→ **DIRECTIONS**:
Reproduce verbatim the part of the material that opens with the line containing "Q: Identify one point on each instance of the handrail." and runs to the end of the material, with both of those ends included.

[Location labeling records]
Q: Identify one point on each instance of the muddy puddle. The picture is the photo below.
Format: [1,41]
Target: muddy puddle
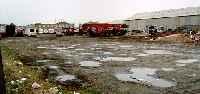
[158,52]
[145,76]
[89,64]
[184,62]
[119,59]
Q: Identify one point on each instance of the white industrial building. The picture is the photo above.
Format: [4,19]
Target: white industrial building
[169,19]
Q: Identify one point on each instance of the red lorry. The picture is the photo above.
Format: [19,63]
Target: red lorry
[103,29]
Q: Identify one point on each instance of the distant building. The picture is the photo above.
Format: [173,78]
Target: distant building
[2,28]
[51,28]
[185,18]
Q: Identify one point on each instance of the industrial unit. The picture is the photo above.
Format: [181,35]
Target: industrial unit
[187,18]
[50,28]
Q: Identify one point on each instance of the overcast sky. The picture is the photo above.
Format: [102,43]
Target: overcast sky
[30,11]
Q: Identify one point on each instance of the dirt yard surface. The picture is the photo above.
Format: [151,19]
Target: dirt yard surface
[113,65]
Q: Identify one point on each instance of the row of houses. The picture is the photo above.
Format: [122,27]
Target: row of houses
[185,18]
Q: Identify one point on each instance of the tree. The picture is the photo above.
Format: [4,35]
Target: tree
[10,30]
[2,80]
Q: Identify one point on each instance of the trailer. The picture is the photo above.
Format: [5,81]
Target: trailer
[30,31]
[103,29]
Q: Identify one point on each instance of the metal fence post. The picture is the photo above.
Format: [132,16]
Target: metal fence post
[2,80]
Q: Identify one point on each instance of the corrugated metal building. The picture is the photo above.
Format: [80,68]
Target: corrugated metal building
[169,19]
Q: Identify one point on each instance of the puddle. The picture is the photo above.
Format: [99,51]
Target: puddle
[67,62]
[64,78]
[41,47]
[89,64]
[75,45]
[59,48]
[123,54]
[144,76]
[72,47]
[79,49]
[168,69]
[158,52]
[187,61]
[180,65]
[125,46]
[142,55]
[108,53]
[118,59]
[43,61]
[53,67]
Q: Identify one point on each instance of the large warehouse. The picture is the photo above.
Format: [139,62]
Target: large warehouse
[168,19]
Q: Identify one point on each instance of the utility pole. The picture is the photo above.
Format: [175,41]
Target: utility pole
[2,80]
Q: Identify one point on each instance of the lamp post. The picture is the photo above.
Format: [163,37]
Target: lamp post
[2,80]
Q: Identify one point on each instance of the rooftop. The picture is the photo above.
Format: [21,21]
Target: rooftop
[168,13]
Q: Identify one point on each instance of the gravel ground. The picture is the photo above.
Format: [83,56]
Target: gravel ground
[117,66]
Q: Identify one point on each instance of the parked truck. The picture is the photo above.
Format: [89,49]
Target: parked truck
[103,29]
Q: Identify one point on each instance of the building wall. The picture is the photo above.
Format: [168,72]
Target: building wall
[166,22]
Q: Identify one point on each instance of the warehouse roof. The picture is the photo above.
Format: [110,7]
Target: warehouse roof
[168,13]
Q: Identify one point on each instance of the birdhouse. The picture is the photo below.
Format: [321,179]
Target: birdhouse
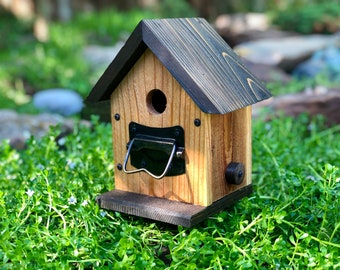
[181,119]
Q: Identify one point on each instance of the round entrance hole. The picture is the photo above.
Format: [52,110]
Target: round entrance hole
[156,101]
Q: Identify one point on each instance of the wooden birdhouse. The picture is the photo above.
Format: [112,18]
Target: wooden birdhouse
[181,120]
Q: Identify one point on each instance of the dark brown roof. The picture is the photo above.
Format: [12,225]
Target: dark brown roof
[198,58]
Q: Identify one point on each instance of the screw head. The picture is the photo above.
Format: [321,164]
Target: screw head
[197,122]
[117,116]
[234,173]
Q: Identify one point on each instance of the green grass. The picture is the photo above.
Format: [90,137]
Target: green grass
[49,218]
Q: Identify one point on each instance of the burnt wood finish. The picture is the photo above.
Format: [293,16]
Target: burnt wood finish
[172,212]
[209,147]
[198,58]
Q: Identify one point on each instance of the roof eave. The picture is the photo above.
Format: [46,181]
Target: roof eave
[119,67]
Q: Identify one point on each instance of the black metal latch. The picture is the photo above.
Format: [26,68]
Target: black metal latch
[156,151]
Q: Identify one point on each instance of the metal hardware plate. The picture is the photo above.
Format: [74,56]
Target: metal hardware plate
[157,151]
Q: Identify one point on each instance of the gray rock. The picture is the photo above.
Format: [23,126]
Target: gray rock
[99,57]
[284,52]
[62,101]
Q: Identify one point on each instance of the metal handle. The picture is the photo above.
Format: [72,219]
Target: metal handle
[173,151]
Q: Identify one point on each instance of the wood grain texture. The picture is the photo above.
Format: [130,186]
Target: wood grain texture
[209,148]
[172,212]
[197,57]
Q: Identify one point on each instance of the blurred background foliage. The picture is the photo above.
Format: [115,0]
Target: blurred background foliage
[30,62]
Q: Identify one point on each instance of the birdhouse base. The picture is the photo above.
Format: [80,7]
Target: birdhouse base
[164,210]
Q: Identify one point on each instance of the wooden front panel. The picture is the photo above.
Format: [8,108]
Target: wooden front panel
[207,147]
[131,102]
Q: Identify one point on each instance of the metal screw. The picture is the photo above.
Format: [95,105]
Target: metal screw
[117,116]
[197,122]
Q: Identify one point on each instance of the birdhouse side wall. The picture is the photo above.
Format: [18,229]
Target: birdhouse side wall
[230,142]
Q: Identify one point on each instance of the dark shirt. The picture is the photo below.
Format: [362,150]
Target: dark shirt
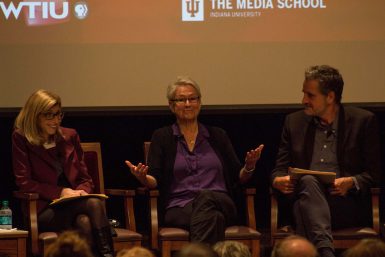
[325,147]
[194,170]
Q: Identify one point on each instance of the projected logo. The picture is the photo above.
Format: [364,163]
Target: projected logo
[42,12]
[192,10]
[81,10]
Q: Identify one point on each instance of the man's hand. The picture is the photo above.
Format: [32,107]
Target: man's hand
[283,184]
[341,186]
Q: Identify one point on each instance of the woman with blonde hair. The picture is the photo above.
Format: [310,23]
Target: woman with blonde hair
[48,160]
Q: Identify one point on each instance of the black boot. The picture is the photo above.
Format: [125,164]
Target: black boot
[103,242]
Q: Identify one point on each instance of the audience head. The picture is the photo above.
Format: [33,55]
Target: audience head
[197,250]
[136,251]
[367,248]
[69,244]
[231,249]
[329,80]
[294,246]
[41,107]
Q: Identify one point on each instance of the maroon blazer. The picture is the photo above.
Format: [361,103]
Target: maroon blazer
[34,166]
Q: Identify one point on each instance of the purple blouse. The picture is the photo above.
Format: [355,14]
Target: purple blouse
[194,170]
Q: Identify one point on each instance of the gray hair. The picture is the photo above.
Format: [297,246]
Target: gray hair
[329,78]
[182,81]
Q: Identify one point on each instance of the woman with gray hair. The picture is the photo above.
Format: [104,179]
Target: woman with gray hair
[195,168]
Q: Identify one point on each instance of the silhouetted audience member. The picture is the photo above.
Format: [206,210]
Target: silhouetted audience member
[231,249]
[367,248]
[69,244]
[197,250]
[294,246]
[136,251]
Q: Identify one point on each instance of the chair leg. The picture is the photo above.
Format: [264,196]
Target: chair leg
[166,249]
[255,248]
[103,241]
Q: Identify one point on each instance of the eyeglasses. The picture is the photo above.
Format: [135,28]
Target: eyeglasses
[191,100]
[51,115]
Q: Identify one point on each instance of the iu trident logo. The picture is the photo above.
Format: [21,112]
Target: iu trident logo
[192,10]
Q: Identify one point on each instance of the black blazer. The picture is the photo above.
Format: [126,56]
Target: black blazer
[358,145]
[162,154]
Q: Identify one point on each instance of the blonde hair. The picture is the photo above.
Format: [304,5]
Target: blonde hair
[136,251]
[27,121]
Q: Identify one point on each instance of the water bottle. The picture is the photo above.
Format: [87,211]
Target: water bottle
[5,216]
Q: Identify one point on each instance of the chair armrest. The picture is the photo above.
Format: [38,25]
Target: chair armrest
[273,214]
[250,210]
[375,192]
[128,199]
[30,201]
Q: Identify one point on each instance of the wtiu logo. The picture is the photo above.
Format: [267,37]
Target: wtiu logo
[192,10]
[38,10]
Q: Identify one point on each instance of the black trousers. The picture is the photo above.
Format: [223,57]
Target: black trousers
[206,217]
[70,214]
[316,212]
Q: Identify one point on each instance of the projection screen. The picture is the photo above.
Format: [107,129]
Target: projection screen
[125,52]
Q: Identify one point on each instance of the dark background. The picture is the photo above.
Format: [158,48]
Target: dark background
[122,131]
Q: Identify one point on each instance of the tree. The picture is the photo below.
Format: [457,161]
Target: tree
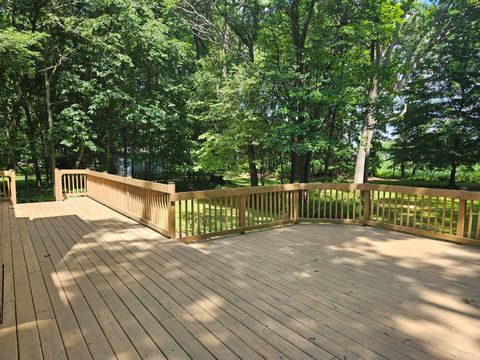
[444,98]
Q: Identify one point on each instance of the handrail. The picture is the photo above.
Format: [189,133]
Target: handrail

→ **WORKED ANSWER**:
Q: Identify one point on each instance of the handrail. The picture is the photo above.
Format: [189,133]
Target: handrail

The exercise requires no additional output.